* _EXERCISE GOAL_: Pick out every line of the entries below that contains the word "vegetation", and copy each one. Matching is case-sensitive.

== == ==

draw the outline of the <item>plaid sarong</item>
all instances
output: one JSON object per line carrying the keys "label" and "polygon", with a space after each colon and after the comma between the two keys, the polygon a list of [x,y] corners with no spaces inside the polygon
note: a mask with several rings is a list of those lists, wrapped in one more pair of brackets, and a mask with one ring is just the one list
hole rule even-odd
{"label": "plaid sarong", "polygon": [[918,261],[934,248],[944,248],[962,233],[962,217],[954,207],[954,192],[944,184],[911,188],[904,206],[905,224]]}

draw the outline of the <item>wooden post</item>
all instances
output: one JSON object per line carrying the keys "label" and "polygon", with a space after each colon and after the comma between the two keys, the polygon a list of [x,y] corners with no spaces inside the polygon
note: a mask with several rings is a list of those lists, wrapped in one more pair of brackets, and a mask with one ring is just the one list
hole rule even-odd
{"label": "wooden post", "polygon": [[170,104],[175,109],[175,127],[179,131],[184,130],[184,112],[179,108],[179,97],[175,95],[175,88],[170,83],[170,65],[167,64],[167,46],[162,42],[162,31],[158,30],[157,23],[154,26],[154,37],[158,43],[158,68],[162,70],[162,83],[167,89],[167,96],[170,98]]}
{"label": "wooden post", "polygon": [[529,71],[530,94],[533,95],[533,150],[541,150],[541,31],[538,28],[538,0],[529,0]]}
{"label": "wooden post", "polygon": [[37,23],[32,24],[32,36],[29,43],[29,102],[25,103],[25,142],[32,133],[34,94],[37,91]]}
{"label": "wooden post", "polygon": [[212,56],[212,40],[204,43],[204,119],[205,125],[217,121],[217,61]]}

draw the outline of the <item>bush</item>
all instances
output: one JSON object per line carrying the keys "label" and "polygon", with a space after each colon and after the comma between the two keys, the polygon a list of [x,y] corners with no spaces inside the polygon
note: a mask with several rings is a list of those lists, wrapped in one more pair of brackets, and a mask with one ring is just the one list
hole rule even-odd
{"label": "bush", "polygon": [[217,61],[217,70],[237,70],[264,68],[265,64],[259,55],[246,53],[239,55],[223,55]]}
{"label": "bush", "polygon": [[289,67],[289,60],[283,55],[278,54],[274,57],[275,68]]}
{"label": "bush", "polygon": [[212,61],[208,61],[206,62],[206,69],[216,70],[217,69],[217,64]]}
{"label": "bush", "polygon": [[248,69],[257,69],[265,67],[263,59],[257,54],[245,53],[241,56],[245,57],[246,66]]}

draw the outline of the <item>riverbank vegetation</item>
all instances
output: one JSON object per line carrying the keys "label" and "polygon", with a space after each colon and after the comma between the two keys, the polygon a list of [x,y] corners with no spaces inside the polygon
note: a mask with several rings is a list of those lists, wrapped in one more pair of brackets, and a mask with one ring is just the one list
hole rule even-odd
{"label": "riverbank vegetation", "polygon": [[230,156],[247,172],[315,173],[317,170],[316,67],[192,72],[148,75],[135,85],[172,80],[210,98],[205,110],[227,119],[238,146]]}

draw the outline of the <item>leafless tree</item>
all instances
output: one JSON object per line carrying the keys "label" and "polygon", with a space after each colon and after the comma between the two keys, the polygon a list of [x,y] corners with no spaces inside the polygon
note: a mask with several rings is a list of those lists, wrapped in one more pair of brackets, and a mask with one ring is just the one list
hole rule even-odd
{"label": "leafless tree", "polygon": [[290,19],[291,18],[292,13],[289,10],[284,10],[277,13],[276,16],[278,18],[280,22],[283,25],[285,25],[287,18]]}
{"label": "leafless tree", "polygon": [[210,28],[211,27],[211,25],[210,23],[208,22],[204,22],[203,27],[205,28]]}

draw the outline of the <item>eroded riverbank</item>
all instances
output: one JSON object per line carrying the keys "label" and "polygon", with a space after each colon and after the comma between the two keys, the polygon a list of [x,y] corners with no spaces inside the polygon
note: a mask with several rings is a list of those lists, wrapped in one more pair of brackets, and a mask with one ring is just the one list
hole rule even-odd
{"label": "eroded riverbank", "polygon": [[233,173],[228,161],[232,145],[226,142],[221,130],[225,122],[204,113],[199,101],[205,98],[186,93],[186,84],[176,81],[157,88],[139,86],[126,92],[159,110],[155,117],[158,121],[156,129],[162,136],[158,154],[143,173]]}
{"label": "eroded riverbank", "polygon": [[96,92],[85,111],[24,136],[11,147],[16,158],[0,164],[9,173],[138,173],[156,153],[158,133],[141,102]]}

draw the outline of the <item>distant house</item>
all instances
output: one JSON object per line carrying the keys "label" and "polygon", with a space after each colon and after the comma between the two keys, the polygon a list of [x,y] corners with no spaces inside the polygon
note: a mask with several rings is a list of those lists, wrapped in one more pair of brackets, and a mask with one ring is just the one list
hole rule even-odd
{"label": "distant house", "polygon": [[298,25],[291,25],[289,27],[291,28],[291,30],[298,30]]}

== == ==

* _ANSWER TO THE TASK_:
draw the outline of the <item>riverbank vegetation</item>
{"label": "riverbank vegetation", "polygon": [[230,156],[247,172],[315,173],[317,170],[316,67],[192,72],[148,75],[135,85],[172,80],[210,98],[205,110],[227,119],[238,146]]}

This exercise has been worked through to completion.